Working data →
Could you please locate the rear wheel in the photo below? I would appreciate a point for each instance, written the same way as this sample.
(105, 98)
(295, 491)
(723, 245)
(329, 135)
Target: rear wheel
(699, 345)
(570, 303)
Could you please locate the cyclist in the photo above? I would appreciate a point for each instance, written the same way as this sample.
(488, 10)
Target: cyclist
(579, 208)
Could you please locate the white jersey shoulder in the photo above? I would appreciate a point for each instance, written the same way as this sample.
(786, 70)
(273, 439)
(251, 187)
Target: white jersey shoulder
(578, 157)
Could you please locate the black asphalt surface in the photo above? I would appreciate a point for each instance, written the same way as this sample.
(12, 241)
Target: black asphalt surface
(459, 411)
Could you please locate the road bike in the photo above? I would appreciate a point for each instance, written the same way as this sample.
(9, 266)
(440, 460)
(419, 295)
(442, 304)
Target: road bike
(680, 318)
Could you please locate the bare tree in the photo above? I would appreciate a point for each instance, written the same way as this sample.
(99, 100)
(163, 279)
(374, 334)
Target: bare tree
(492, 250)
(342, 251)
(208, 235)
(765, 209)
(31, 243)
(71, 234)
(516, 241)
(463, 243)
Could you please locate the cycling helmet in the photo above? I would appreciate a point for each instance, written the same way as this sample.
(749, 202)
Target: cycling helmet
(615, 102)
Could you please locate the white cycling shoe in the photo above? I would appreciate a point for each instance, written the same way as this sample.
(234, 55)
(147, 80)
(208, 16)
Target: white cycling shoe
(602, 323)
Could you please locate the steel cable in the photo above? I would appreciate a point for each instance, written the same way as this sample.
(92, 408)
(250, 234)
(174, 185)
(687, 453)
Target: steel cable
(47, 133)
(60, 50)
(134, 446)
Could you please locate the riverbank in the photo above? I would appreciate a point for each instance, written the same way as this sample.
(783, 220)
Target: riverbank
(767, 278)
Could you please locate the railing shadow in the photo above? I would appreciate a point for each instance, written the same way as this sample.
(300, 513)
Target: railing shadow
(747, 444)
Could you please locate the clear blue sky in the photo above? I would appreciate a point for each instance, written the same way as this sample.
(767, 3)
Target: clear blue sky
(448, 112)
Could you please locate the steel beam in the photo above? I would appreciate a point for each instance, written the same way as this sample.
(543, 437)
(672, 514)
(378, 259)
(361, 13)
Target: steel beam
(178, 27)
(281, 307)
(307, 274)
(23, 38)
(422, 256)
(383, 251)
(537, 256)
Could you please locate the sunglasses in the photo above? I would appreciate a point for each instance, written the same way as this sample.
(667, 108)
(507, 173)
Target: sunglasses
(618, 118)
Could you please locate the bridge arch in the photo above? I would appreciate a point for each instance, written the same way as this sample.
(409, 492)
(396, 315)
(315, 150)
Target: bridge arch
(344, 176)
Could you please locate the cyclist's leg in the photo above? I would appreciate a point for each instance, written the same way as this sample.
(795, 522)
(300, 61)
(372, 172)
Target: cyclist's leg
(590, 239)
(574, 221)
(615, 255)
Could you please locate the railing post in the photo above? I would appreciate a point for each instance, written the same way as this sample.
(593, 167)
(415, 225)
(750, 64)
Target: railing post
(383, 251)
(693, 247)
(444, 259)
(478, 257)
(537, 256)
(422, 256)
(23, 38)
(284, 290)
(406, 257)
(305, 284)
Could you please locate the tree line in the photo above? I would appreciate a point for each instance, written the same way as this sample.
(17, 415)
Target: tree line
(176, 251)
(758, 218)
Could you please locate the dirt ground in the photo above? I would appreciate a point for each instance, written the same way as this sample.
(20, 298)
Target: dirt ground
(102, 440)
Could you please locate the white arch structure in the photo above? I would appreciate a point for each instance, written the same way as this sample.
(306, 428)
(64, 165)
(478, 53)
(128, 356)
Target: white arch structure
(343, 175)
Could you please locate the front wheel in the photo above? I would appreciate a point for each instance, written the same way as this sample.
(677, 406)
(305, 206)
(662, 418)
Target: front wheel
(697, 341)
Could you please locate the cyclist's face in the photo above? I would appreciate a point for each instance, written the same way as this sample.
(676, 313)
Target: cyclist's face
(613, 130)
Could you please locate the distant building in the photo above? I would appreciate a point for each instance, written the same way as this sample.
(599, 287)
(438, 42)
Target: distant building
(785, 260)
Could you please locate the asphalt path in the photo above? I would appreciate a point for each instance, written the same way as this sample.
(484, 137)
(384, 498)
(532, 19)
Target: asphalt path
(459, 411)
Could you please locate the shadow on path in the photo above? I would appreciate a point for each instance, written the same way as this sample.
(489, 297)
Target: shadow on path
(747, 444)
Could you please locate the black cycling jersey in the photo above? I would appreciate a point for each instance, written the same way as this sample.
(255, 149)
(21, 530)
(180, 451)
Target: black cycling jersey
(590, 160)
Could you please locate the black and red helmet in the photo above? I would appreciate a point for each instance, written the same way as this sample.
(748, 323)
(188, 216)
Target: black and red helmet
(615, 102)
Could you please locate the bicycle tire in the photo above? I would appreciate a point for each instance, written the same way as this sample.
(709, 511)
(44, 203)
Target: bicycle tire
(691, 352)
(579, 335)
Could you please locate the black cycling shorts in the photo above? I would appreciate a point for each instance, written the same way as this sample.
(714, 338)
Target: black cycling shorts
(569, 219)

What the task asks →
Format every one of the entries above as a Markdown table with two columns, No. and Text. Number each line and skip any blank lines.

Solution to the problem →
| No. | Text |
|---|---|
| 1 | Could you please locate the rear wheel in the photo below? I would appreciate a point for each instance, written the same way as this sample. |
| 2 | (105, 98) |
| 3 | (295, 491) |
| 4 | (723, 245) |
| 5 | (329, 135) |
| 6 | Target: rear wheel |
| 7 | (699, 345) |
| 8 | (570, 303) |
| 9 | Could you please locate the cyclist in the photo above? I would appreciate a point for each instance, written the same way as this sample. |
| 10 | (488, 10) |
| 11 | Target: cyclist |
| 12 | (579, 208) |
| 13 | Could you please locate the white jersey shoulder in the photo above? I would appreciate a point for each instance, written the same way as this sample. |
| 14 | (786, 70) |
| 15 | (273, 439) |
| 16 | (251, 187) |
| 17 | Target: white jersey shoulder |
| 18 | (578, 157) |
| 19 | Could you please locate the black asphalt surface in the photo above? I would appreciate a point for each instance, written the same way as this sample. |
| 20 | (12, 241) |
| 21 | Target: black asphalt surface |
| 22 | (459, 411) |
| 23 | Could you please locate the road bike in the photo above? I would appreciate a point for each instance, written the same way as this sample. |
| 24 | (9, 266) |
| 25 | (440, 460) |
| 26 | (419, 295) |
| 27 | (442, 304) |
| 28 | Target: road bike |
| 29 | (680, 318) |
| 30 | Could you please locate the bare tree in the photo above? I would appreciate a point for each instance, written the same way as this sample. |
| 31 | (99, 100) |
| 32 | (163, 279) |
| 33 | (374, 334) |
| 34 | Target: bare tree |
| 35 | (492, 250) |
| 36 | (342, 251) |
| 37 | (208, 235) |
| 38 | (765, 209) |
| 39 | (31, 243) |
| 40 | (71, 234) |
| 41 | (516, 241) |
| 42 | (463, 243) |
| 43 | Could you please locate the cycling helmet in the photo above? I would appreciate a point for each instance, written the same way as this sample. |
| 44 | (749, 202) |
| 45 | Target: cycling helmet |
| 46 | (615, 102) |
| 47 | Could you please locate the white cycling shoe in the photo above? I would appreciate a point for each instance, written the same way as this sample. |
| 48 | (234, 55) |
| 49 | (147, 80) |
| 50 | (208, 16) |
| 51 | Target: white cycling shoe |
| 52 | (602, 323) |
| 53 | Could you please locate the steel cable in the photo above? I would appreciate a point for each instance, written the same way as this sample. |
| 54 | (92, 408) |
| 55 | (250, 234) |
| 56 | (174, 185) |
| 57 | (687, 453) |
| 58 | Target: steel cable |
| 59 | (47, 133) |
| 60 | (60, 50) |
| 61 | (134, 446) |
| 62 | Could you please locate the riverbank in the photo above? I would appreciate a point for each instance, written the same way as this sample. |
| 63 | (783, 220) |
| 64 | Target: riverbank |
| 65 | (767, 278) |
| 66 | Could you please locate the railing shadow in the photo above? I would appreciate a point for each instance, written the same way as this sample. |
| 67 | (300, 513) |
| 68 | Target: railing shadow |
| 69 | (747, 444) |
| 70 | Could you please locate the clear blue sky in the photo above? I would appreciate a point for each instance, written the same way as this sample. |
| 71 | (767, 3) |
| 72 | Target: clear blue sky |
| 73 | (448, 112) |
| 74 | Could you please locate the steel beam in the photo above? I would appreciate a point for each instance, written the same way as this sample. |
| 75 | (543, 437) |
| 76 | (672, 514) |
| 77 | (378, 259) |
| 78 | (361, 13) |
| 79 | Target: steel beam |
| 80 | (178, 27) |
| 81 | (281, 307) |
| 82 | (307, 274) |
| 83 | (23, 38) |
| 84 | (422, 256) |
| 85 | (383, 251) |
| 86 | (537, 256) |
| 87 | Could you please locate the sunglasses in the photo above? I would appreciate a point for each instance, written the same way as this sample. |
| 88 | (667, 108) |
| 89 | (507, 173) |
| 90 | Target: sunglasses |
| 91 | (618, 118) |
| 92 | Could you please locate the bridge arch in the photo above? I would appreciate a point for each instance, written the same way as this sample. |
| 93 | (409, 492) |
| 94 | (396, 315) |
| 95 | (315, 150) |
| 96 | Target: bridge arch |
| 97 | (344, 176) |
| 98 | Could you please locate the cyclist's leg in the photo above? I would appreciate a point for each instance, written the same way as this sample. |
| 99 | (795, 522) |
| 100 | (300, 61) |
| 101 | (372, 172) |
| 102 | Target: cyclist's leg |
| 103 | (590, 239) |
| 104 | (574, 221) |
| 105 | (615, 255) |
| 106 | Could you please locate the railing post in the photo above? I would appreciate a point for each instance, written the same way as this sample. |
| 107 | (593, 167) |
| 108 | (415, 225) |
| 109 | (750, 64) |
| 110 | Target: railing post |
| 111 | (383, 251) |
| 112 | (693, 247) |
| 113 | (444, 259) |
| 114 | (478, 257) |
| 115 | (537, 256) |
| 116 | (422, 256) |
| 117 | (23, 38) |
| 118 | (284, 290) |
| 119 | (406, 257) |
| 120 | (305, 284) |
| 121 | Could you please locate the tree line in the photo above? I would appreciate a point for each instance, written the same way as this sample. |
| 122 | (17, 415) |
| 123 | Target: tree line |
| 124 | (176, 251) |
| 125 | (758, 218) |
| 126 | Could you please locate the dirt ground in the photo above? I would appreciate a point for each instance, written the same way as this sample. |
| 127 | (20, 298) |
| 128 | Target: dirt ground |
| 129 | (102, 440) |
| 130 | Could you please locate the white arch structure in the photo above? I would appreciate a point for each instance, written the same way as this sample. |
| 131 | (306, 428) |
| 132 | (64, 165) |
| 133 | (478, 53) |
| 134 | (128, 356) |
| 135 | Target: white arch structure |
| 136 | (343, 175) |
| 137 | Could you please locate the front wheel in the photo above? I would appreciate a point for each instance, written the same way as this sample. |
| 138 | (677, 406) |
| 139 | (305, 206) |
| 140 | (662, 418) |
| 141 | Target: front wheel |
| 142 | (697, 341) |
| 143 | Could you please locate the cyclist's face in the photo above? I would appreciate a point for each instance, written the same way as this sample. |
| 144 | (676, 313) |
| 145 | Target: cyclist's face |
| 146 | (613, 130) |
| 147 | Could you please locate the distant building in the photo above? I would appreciate a point for each instance, written the same way as this sample. |
| 148 | (599, 287) |
| 149 | (438, 42) |
| 150 | Target: distant building |
| 151 | (785, 260) |
| 152 | Could you please locate the asphalt path in the photo above? I would appreciate a point for each instance, written the same way as this sample. |
| 153 | (484, 137) |
| 154 | (384, 498) |
| 155 | (532, 19) |
| 156 | Target: asphalt path |
| 157 | (459, 411) |
| 158 | Could you please locate the shadow on path in the photo above? I would appreciate a point for each instance, written the same way as this sample. |
| 159 | (489, 297) |
| 160 | Target: shadow on path |
| 161 | (747, 444) |
| 162 | Could you please locate the black cycling jersey in the photo above? I would appreciate a point for each instance, written the same way as this sample. |
| 163 | (255, 149) |
| 164 | (21, 530) |
| 165 | (180, 451) |
| 166 | Target: black cycling jersey |
| 167 | (590, 160) |
| 168 | Could you please locate the black and red helmet in the photo above? I would appreciate a point for each instance, written the same way as this sample. |
| 169 | (748, 323) |
| 170 | (188, 216) |
| 171 | Target: black and red helmet |
| 172 | (615, 102) |
| 173 | Could you please locate the bicycle tire in the photo above? I would appreciate a point for each instance, written the same way as this sample. |
| 174 | (709, 511) |
| 175 | (44, 203) |
| 176 | Target: bicycle tire |
| 177 | (691, 352) |
| 178 | (579, 335) |
| 179 | Could you please locate the black cycling shorts in the photo above? I would appreciate a point for each instance, written the same way as this sample. |
| 180 | (714, 338) |
| 181 | Target: black cycling shorts |
| 182 | (569, 219) |